TASK INSTRUCTIONS -
Please put the data below into a numbered list, one entry per line, with blank lines and pictures left out.

EXTRACTED DATA -
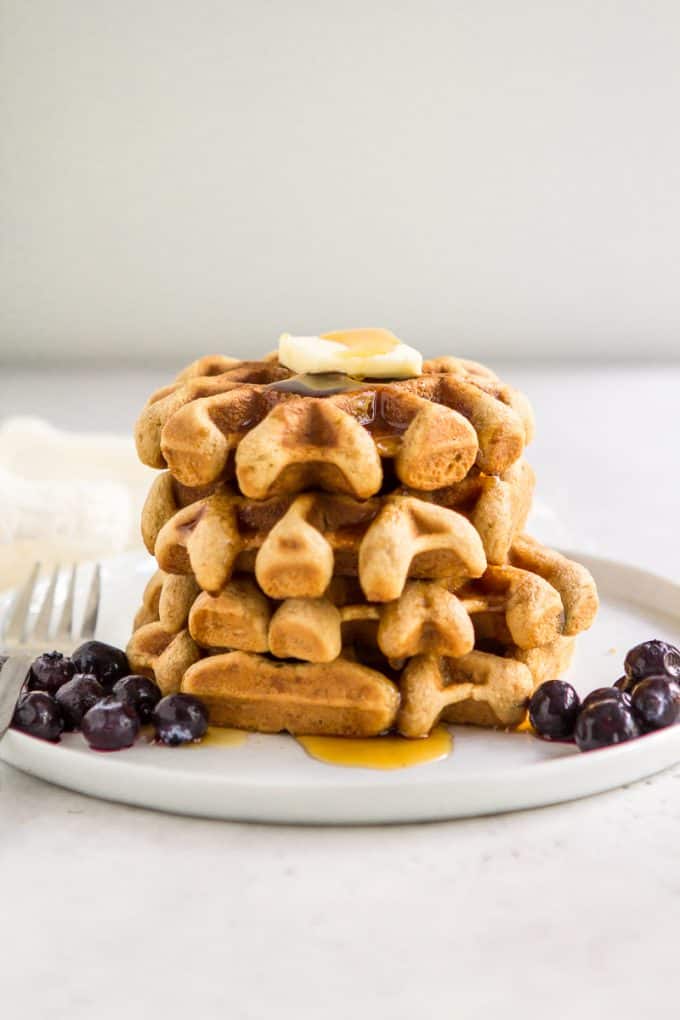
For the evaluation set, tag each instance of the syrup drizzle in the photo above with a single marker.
(367, 342)
(317, 385)
(383, 753)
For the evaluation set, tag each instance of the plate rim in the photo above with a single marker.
(621, 762)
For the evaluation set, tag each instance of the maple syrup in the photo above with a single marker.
(383, 753)
(317, 385)
(367, 342)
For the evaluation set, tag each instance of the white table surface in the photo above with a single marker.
(567, 912)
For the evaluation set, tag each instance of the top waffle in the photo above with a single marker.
(278, 434)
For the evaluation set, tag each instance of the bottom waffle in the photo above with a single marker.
(349, 697)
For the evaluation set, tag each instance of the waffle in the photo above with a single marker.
(480, 689)
(382, 542)
(346, 557)
(277, 435)
(346, 698)
(162, 655)
(506, 605)
(333, 533)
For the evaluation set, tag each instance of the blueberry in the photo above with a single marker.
(39, 715)
(77, 697)
(655, 703)
(179, 718)
(139, 692)
(110, 725)
(607, 694)
(106, 662)
(605, 723)
(553, 710)
(49, 671)
(652, 658)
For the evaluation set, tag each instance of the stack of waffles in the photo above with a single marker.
(347, 557)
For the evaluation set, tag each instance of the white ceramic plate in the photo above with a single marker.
(272, 779)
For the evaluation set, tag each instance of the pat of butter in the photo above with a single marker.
(365, 353)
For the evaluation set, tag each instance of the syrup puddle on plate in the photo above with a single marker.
(379, 752)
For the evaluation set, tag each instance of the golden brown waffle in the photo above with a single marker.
(278, 436)
(508, 604)
(497, 507)
(479, 689)
(346, 698)
(573, 581)
(296, 544)
(161, 655)
(251, 692)
(383, 541)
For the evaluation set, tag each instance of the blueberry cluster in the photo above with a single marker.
(94, 691)
(644, 699)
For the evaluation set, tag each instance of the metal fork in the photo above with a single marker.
(21, 642)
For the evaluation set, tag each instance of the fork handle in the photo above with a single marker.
(12, 675)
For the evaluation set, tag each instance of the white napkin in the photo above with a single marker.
(65, 497)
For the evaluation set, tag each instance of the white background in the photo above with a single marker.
(487, 177)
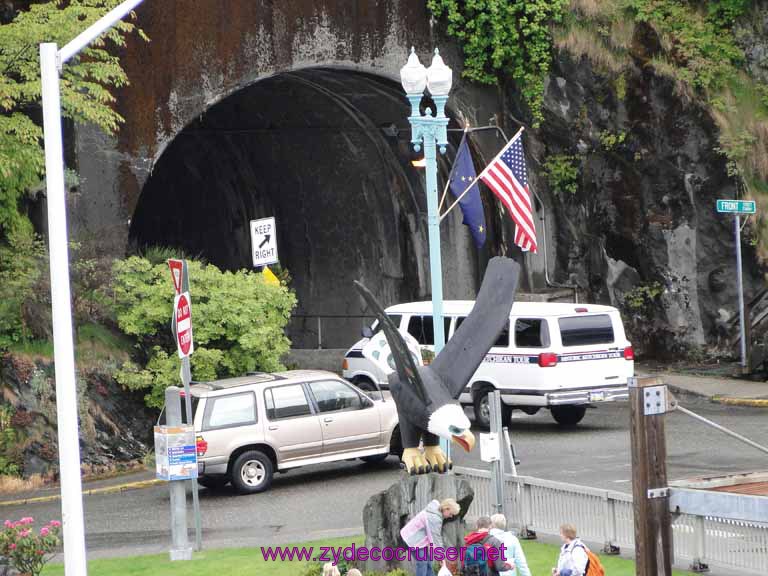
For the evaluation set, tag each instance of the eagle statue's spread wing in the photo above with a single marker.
(463, 353)
(406, 367)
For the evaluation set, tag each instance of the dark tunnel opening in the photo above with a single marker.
(316, 149)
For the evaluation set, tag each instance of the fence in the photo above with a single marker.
(535, 506)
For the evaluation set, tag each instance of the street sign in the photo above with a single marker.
(264, 241)
(182, 313)
(736, 206)
(175, 453)
(177, 272)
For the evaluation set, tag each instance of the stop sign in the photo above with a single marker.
(183, 317)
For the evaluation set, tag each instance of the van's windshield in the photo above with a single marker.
(586, 330)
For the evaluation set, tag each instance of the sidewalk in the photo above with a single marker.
(119, 483)
(721, 389)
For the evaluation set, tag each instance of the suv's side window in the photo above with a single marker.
(421, 328)
(501, 342)
(230, 410)
(332, 396)
(286, 402)
(531, 333)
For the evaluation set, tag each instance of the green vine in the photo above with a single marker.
(503, 38)
(562, 173)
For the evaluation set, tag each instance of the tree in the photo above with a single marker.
(85, 90)
(238, 323)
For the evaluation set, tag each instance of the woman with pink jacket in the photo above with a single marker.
(425, 529)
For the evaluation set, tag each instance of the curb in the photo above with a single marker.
(754, 402)
(105, 490)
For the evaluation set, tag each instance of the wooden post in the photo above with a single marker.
(653, 526)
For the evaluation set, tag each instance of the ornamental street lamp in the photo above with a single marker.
(430, 132)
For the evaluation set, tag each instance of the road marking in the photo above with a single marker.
(105, 490)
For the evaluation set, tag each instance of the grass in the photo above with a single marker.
(541, 558)
(95, 343)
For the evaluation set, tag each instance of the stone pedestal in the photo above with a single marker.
(387, 512)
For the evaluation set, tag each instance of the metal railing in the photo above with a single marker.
(535, 505)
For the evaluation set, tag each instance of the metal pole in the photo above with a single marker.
(61, 307)
(497, 470)
(737, 230)
(186, 379)
(180, 548)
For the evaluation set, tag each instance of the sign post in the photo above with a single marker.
(181, 325)
(737, 208)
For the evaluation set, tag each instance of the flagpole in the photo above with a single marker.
(448, 180)
(515, 137)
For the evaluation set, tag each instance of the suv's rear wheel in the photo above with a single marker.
(213, 482)
(568, 415)
(252, 472)
(483, 409)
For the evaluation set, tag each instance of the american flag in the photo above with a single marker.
(507, 177)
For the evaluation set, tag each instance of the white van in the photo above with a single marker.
(558, 356)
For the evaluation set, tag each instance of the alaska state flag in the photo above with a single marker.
(462, 175)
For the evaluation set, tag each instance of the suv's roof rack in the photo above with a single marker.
(250, 378)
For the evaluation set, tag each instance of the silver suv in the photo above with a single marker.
(249, 427)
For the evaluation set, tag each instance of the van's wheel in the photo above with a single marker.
(252, 472)
(568, 415)
(483, 410)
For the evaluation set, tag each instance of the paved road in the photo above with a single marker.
(326, 501)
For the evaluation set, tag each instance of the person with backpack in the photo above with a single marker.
(479, 542)
(575, 558)
(425, 529)
(513, 551)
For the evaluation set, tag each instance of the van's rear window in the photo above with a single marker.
(586, 330)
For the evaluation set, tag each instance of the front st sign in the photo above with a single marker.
(264, 241)
(182, 314)
(736, 206)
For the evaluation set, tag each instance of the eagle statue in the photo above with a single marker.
(427, 396)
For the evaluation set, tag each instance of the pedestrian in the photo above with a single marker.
(573, 554)
(513, 550)
(476, 558)
(425, 529)
(330, 569)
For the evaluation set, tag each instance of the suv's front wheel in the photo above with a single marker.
(568, 415)
(252, 472)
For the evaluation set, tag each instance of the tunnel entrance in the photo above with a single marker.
(326, 151)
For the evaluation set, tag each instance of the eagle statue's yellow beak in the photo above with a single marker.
(466, 440)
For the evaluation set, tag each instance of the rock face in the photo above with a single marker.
(386, 513)
(641, 232)
(115, 425)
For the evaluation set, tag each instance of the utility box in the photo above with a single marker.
(175, 453)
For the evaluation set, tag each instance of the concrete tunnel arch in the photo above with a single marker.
(326, 151)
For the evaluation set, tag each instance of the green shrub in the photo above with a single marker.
(562, 173)
(238, 323)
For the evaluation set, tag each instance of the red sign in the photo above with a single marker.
(177, 272)
(182, 312)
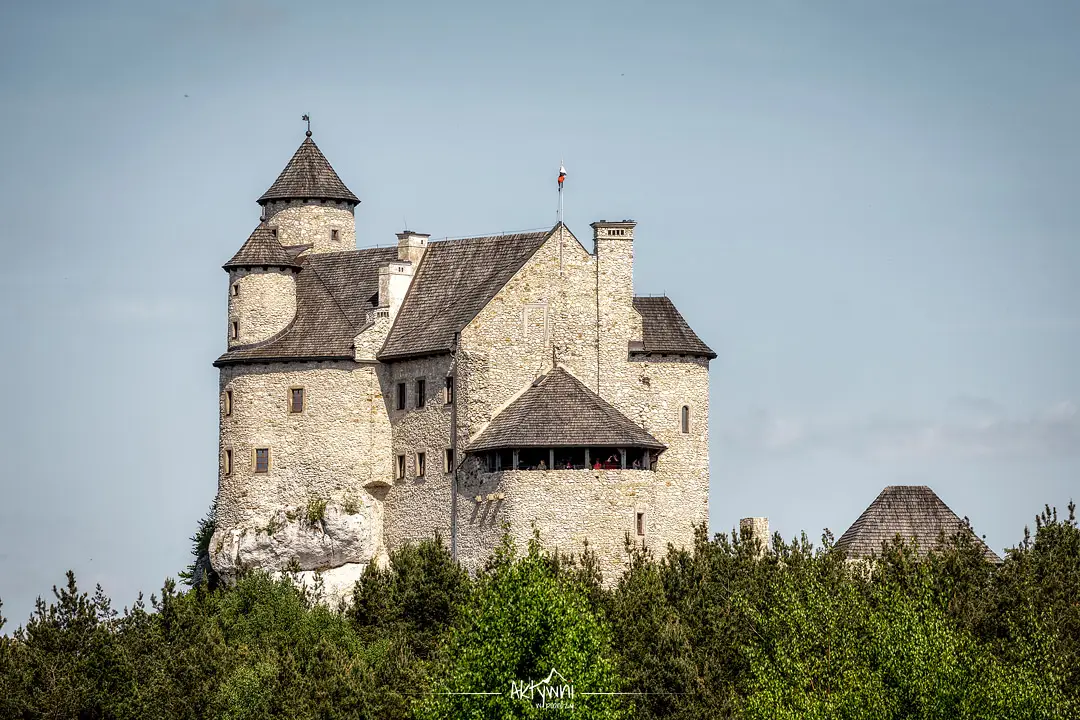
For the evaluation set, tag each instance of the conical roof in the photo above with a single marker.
(559, 411)
(261, 248)
(308, 175)
(913, 512)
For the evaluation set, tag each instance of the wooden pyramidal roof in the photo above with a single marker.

EXERCISE ANSWER -
1. For the evaluation set, tag each instance of the syrup drizzle in the photo above with a single marker.
2. (367, 342)
3. (317, 385)
4. (383, 753)
5. For the evaluation set, tag each instance of the plate rim in the photo above with a single marker.
6. (621, 762)
7. For the evaluation set, tag each instance of the maple syrup in the photo above with a single marker.
8. (383, 753)
9. (317, 385)
10. (367, 342)
11. For the evaluation set, tag each instance of the white table surface in the photo above with a single marker.
12. (567, 912)
13. For the evaluation set, tag each instance of the top waffle in the photo above with a single marker.
14. (278, 434)
15. For the evaluation set, tag each instance of the bottom waffle in the photo above with a single marker.
16. (349, 697)
17. For the evaluation set, tag each instance of the waffle in the photo above with a single marker.
18. (480, 689)
19. (382, 542)
20. (346, 557)
21. (277, 435)
22. (346, 698)
23. (162, 655)
24. (506, 605)
25. (333, 533)
26. For the evaluation set, tag each instance of the blueberry in the photo above with a single marker.
27. (39, 715)
28. (77, 697)
29. (655, 703)
30. (179, 718)
31. (139, 692)
32. (110, 725)
33. (607, 694)
34. (106, 662)
35. (605, 723)
36. (553, 710)
37. (49, 671)
38. (652, 658)
39. For the evaluation set, tag each instance of the stack of waffles in the photo above with a single marker.
40. (347, 557)
41. For the evaluation set, tag each instance of the white ceramic plate in the photo above with a single marker.
42. (272, 779)
43. For the evaluation set, tag each instance of the pat of butter in the photo above with a single marker.
44. (365, 353)
45. For the evaluation set, tag each instance of the syrup puddle on plate in the photo above with a single marker.
46. (379, 752)
47. For the evaluation set, tag each instance of the golden brown waffle in the photo above with a single marker.
48. (278, 436)
49. (508, 604)
50. (497, 507)
51. (479, 689)
52. (346, 698)
53. (573, 581)
54. (296, 544)
55. (161, 655)
56. (251, 692)
57. (383, 541)
58. For the evaluation set, tag each instance of the blueberry cluster in the photo above with a single marker.
59. (94, 691)
60. (644, 699)
61. For the evaluation set, tag each instance of the metal fork in the photo above with a single marker.
62. (21, 642)
63. For the evaluation set, tag each instance of the fork handle in the photo above with a single marker.
64. (12, 675)
65. For the evaluation set, tag each instance of the white napkin in the photo above with a single marker.
66. (65, 497)
67. For the evaluation set, tag each instance of the white background in the photo above with a single marker.
68. (487, 177)
69. For the evaluation set, tag each instance of the eagle statue's spread wing in the photo above with a single marker.
70. (463, 353)
71. (406, 367)
72. For the evaluation set, tag each instance of the dark tunnel opening in the photo above with a single marker.
73. (316, 149)
74. For the evaluation set, tag each instance of the fence in the photo above with a single marker.
75. (535, 506)
76. For the evaluation set, tag each instance of the street sign in the photo above with a single marker.
77. (264, 241)
78. (182, 313)
79. (736, 206)
80. (175, 453)
81. (177, 272)
82. For the evaluation set, tag each instance of the stop sign in the photo above with a single marker.
83. (183, 317)
84. For the evaluation set, tag each instance of the van's windshield in the photo above with a single marker.
85. (586, 330)
86. For the evaluation set, tag each instance of the sidewalk in the photo above with a single marker.
87. (119, 483)
88. (721, 389)
89. For the evaluation set, tag each instance of the suv's side window in the photo above with a single marker.
90. (421, 328)
91. (501, 342)
92. (230, 410)
93. (332, 396)
94. (286, 402)
95. (531, 333)
96. For the evaluation set, tag each instance of the green vine in the photo above with a single marker.
97. (503, 38)
98. (562, 173)
99. For the evaluation set, tag each instance of the tree in the photo above with a single marker.
100. (85, 90)
101. (238, 323)
102. For the evaluation set, tag each instance of the woman with pink jacket in the photo above with a single marker.
103. (425, 529)
104. For the evaluation set, tag each instance of the curb in the photo above with a single marker.
105. (754, 402)
106. (105, 490)
107. For the evaluation set, tag each instance of the wooden post in the photo above with a single marker.
108. (653, 526)
109. For the evaluation set, tag each instance of the ornamental street lamp in the photo above with a single marker.
110. (430, 132)
111. For the evaluation set, tag each instance of the road marking in the photo above with a single marker.
112. (105, 490)
113. For the evaluation set, tag each instance of the grass in the photo above with a single marker.
114. (541, 558)
115. (95, 343)
116. For the evaluation set, tag each instance of the stone pedestal in the photo above with a single marker.
117. (387, 512)
118. For the evaluation set, tag each instance of the metal railing in the photo above with a single marker.
119. (535, 505)
120. For the evaluation set, tag each instance of the metal pole in the photo above with a single marker.
121. (61, 307)
122. (497, 470)
123. (737, 230)
124. (186, 379)
125. (180, 548)
126. For the evaluation set, tag each instance of the sign post in the photo above with a single marker.
127. (181, 325)
128. (737, 208)
129. For the evaluation set, tag each instance of the flagpole in the photo above with a single marker.
130. (448, 180)
131. (515, 137)
132. For the evaluation set, tag each instance of the suv's rear wheel in the photo above with a single marker.
133. (213, 482)
134. (568, 415)
135. (252, 472)
136. (483, 409)
137. For the evaluation set, tag each instance of the american flag in the photo above with a single marker.
138. (507, 177)
139. For the evaluation set, tag each instance of the white van in the photo above with a single marker.
140. (558, 356)
141. For the evaluation set, tag each instance of the alaska state flag in the photo above with a single marker.
142. (462, 175)
143. For the evaluation set, tag each instance of the suv's roof rack in the photo above with a single marker.
144. (250, 378)
145. For the evaluation set, tag each instance of the silver suv in the photo above with a single marker.
146. (249, 427)
147. For the evaluation set, tag each instance of the van's wheel in the photo above with a single marker.
148. (252, 472)
149. (568, 415)
150. (483, 410)
151. For the evaluation set, tag each instance of the paved road in the photo above with a single marker.
152. (326, 501)
153. For the evaluation set, tag each instance of the person with backpack in the photo above with a single marker.
154. (479, 542)
155. (575, 558)
156. (425, 529)
157. (513, 551)
158. For the evaluation set, tag each instance of the van's rear window in the photo above with a single marker.
159. (586, 330)
160. For the evaluation set, tag each instance of the front st sign in the photo above with a single marker.
161. (264, 241)
162. (182, 314)
163. (736, 206)
164. For the evaluation set, tag each instance of the eagle statue in the photo above with a single marker.
165. (427, 396)
166. For the evaluation set, tag each instance of the pedestrian in the photo above with a single marker.
167. (573, 554)
168. (513, 550)
169. (476, 558)
170. (425, 529)
171. (330, 569)
172. For the evaluation set, tag each instance of the suv's front wheel in the photo above with a single marker.
173. (568, 415)
174. (252, 472)
175. For the evaluation set, tag each instance of the tunnel entrance in the photo above with a single marker.
176. (326, 151)
177. For the evaluation set, tag each instance of the eagle statue's yellow beak in the photo above with a single marker.
178. (466, 440)
179. For the evaluation set, tag each instance of the rock face in the photo above with a single marker.
180. (386, 513)
181. (641, 232)
182. (115, 425)
183. For the evaluation set, tag each instance of the utility box in the photo above with a single marker.
184. (175, 453)
185. For the evaluation set, tag each instance of the concrete tunnel arch in the photo above with a single marker.
186. (326, 151)
187. For the evaluation set, tag each instance of the green shrub in the photo above with a single marker.
188. (562, 173)
189. (238, 323)
190. For the evaluation set, tag each instance of the red sign in the photo above with a single marker.
191. (177, 272)
192. (182, 312)
193. For the evaluation set, tag each instance of the conical roof in the photo above with a single marker.
194. (559, 411)
195. (261, 248)
196. (308, 175)
197. (913, 512)
198. For the evaluation set, tag each instance of the wooden pyramidal roof in the photo above with a single marker.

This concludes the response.